● **INSTRUCTIONS**
- 1) Write out, word for word, the passage of the LiAngelo Ball commentary between "Still, LiAngelo’s competent-adjacent" and "make it anywhere.", inclusive.
- 2) How many lines of the records contain the string "lettering"? Reply with the number alone.

● **SOURCE EXTRACT**
━━━━

We can finally stop talking about LiAngelo Ball:

The NBA has a long history of fraternal nepotism. In 2013, the Knicks signed Chris Smith, a too-small and too-bad-at-basketball shooting guard, because he was the younger brother of future North Carolina A&T golfer J.R. Smith; Giannis Antetokounmpo’s brothers will continue to cash NBA checks, provided they stay on Giannis’s good side. Now, as a concession to Lamelo Ball, the Charlotte Hornets gave a spot on their Summer League roster to LiAngelo Ball, basketball’s Frankie Jonas. If Lonzo Ball is the kind of new-age two-way accelerant that every team desires and LaMelo Ball is good enough to make people care about the Charlotte Hornets, LiAngelo Ball is a professional basketball player in name only.  

The most generous description of his Summer League stint would be that it wasn’t an embarrassment. He was fine, putting up 9.8 points per game and shooting 34.5 percent from three. It may sound lame that he was the 141st most prolific scorer in the Summer League, but he still ranked above heralded first rounders like Corey Kispert and Keon Johnson. In LiAngelo, the basic recipe for an NBA player is kind of there; the idea of a 6’5 wing who’s an almost-good shooter with a knack for getting open isn’t entirely unappealing. 

Still, LiAngelo’s competent-adjacent play is most likely just a product of an accommodating environment. This was an ideal situation for LiAngelo: the Hornets had an obligation to play and enable LiAngelo that no other team would share. In a series of glorified exhibitions against sub-NBA-level players, on a team that was heavily incentivized to make him look good, LiAngelo Ball was forgettably mediocre. If he can’t make it here, he can’t make it anywhere.

━━━━

● **MATERIAL SUPPLIED**
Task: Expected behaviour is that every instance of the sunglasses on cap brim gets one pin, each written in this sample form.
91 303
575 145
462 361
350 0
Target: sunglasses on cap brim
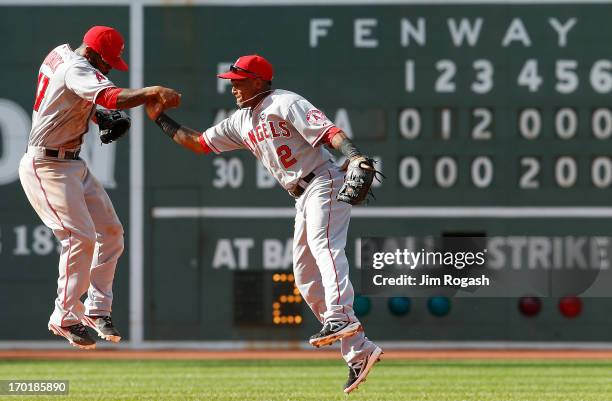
235 69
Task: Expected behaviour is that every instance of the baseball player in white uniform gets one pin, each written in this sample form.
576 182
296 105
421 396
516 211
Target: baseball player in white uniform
63 192
285 132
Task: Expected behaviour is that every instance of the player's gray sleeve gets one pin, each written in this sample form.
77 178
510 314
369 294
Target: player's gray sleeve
224 136
309 121
86 82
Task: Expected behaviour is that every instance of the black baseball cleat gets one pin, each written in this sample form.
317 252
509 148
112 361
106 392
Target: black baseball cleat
333 331
103 325
359 370
76 335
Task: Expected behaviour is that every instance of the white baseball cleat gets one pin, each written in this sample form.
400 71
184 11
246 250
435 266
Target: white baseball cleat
76 335
333 331
360 369
103 325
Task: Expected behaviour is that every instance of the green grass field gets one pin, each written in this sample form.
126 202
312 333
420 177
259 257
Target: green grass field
320 380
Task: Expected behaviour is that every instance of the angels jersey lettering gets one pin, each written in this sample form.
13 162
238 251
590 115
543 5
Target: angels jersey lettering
282 131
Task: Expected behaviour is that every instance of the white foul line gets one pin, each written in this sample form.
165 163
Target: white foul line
543 212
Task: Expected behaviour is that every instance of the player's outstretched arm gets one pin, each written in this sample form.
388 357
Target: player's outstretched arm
129 98
184 136
342 143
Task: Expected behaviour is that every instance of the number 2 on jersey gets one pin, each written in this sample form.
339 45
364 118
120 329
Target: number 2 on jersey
284 154
41 88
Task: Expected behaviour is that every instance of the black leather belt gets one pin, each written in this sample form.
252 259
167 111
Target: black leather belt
67 155
298 190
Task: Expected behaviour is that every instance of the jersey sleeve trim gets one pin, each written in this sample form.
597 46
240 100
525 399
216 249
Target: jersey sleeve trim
204 138
100 90
107 97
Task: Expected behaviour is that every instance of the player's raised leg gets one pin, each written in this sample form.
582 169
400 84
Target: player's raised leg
54 188
305 270
109 246
326 227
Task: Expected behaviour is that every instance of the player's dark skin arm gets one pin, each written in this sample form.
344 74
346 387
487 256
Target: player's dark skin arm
342 143
129 98
184 136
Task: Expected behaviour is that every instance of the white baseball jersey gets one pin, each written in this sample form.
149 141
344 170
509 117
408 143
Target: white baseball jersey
67 88
282 131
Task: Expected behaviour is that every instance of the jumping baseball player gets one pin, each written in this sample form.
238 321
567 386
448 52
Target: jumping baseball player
65 195
286 133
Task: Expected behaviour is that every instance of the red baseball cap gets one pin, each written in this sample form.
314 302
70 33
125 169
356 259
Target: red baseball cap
109 43
252 66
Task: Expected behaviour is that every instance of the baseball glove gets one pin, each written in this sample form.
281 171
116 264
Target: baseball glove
113 124
360 174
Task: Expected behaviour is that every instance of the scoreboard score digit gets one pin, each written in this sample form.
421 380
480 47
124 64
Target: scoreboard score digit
264 298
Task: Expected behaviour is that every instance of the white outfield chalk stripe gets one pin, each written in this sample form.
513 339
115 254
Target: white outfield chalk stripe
256 3
303 345
542 212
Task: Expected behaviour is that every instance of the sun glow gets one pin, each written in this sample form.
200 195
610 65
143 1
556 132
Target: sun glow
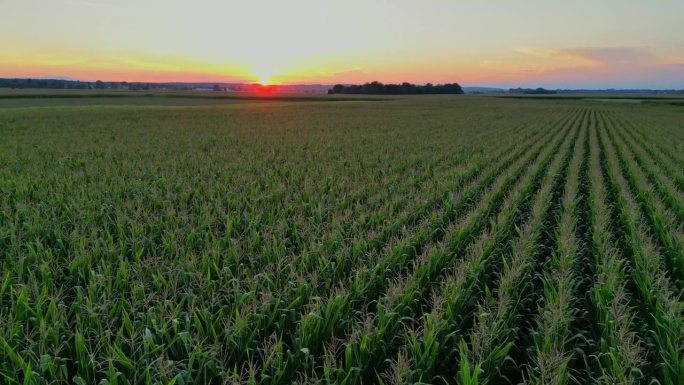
263 76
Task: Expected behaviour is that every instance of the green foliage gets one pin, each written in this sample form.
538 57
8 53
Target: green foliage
431 240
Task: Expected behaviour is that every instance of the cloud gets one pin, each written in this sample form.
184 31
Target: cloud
592 56
613 55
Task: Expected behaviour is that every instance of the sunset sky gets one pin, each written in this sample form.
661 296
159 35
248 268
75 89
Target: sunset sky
567 44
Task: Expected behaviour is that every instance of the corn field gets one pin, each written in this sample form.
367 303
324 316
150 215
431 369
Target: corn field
427 240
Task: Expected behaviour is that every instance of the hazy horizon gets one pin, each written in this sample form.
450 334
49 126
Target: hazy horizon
533 43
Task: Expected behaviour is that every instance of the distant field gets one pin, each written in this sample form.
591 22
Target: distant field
428 239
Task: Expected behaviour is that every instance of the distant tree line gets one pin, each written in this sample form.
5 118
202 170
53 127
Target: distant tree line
377 88
72 84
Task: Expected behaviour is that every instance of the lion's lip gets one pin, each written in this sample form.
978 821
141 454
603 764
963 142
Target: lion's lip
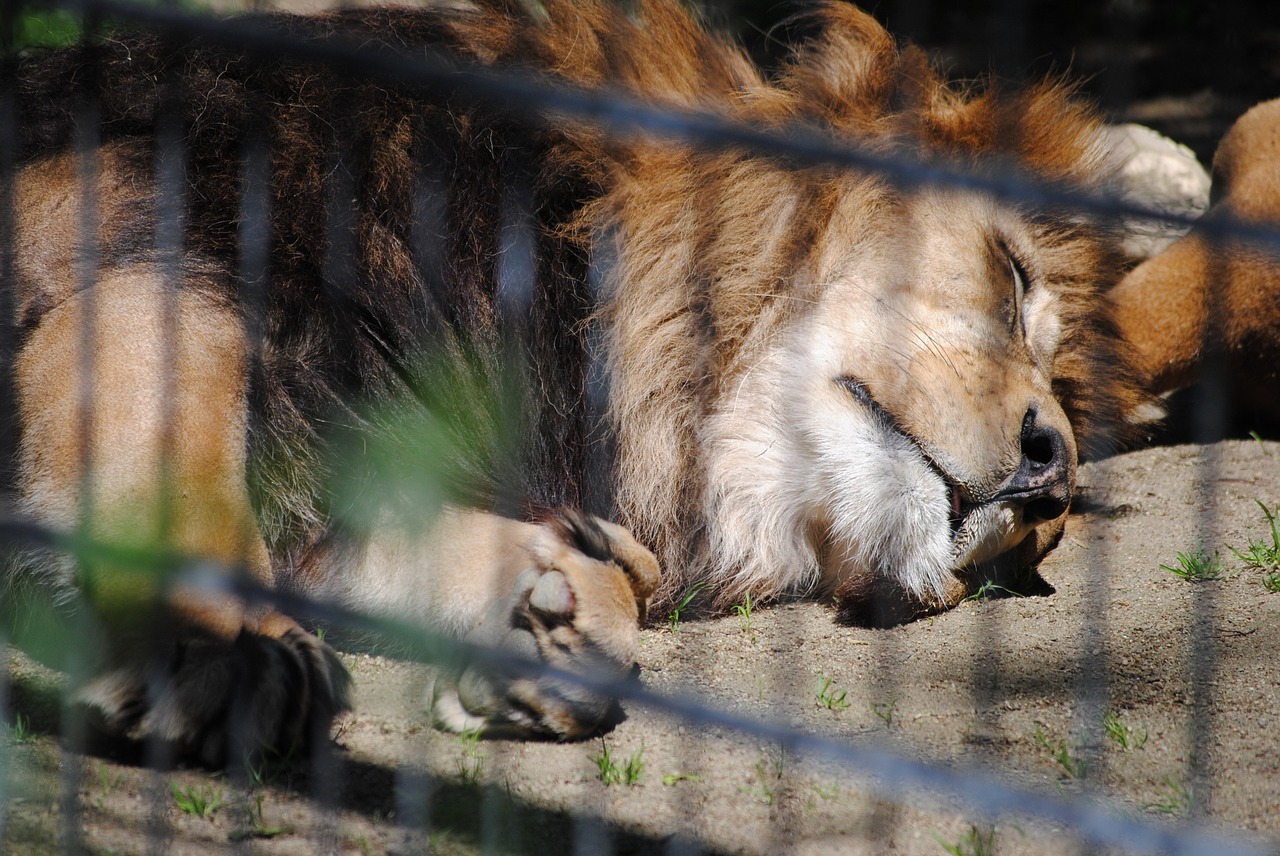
960 506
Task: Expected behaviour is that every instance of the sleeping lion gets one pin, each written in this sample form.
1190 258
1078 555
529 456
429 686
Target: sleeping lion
758 375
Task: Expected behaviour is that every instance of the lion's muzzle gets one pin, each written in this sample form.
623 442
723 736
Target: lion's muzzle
1042 484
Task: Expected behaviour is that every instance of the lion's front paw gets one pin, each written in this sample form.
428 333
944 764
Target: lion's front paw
273 687
577 607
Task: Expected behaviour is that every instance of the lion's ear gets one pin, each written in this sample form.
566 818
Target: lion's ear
1144 169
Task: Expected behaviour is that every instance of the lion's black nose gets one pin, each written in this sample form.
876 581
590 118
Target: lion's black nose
1042 484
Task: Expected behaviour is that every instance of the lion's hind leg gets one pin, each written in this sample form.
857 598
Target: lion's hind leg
572 594
138 445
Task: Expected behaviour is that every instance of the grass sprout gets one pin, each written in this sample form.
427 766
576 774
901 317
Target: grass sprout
201 801
612 773
1197 566
831 696
1121 733
675 616
1260 554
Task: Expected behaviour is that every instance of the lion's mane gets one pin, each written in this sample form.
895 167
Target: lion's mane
392 210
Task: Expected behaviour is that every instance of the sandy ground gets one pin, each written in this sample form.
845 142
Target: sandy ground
1018 687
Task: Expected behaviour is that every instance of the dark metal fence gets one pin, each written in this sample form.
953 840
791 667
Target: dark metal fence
1080 814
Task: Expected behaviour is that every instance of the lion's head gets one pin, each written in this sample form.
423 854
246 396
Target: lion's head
826 383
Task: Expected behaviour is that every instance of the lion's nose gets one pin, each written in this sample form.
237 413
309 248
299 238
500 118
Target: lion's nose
1042 483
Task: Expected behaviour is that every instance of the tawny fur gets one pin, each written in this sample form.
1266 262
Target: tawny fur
817 381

━━━━

● **SOLUTIONS TO EACH TASK**
- 1)
Still, LiAngelo’s competent-adjacent play is most likely just a product of an accommodating environment. This was an ideal situation for LiAngelo: the Hornets had an obligation to play and enable LiAngelo that no other team would share. In a series of glorified exhibitions against sub-NBA-level players, on a team that was heavily incentivized to make him look good, LiAngelo Ball was forgettably mediocre. If he can’t make it here, he can’t make it anywhere.

- 2) 2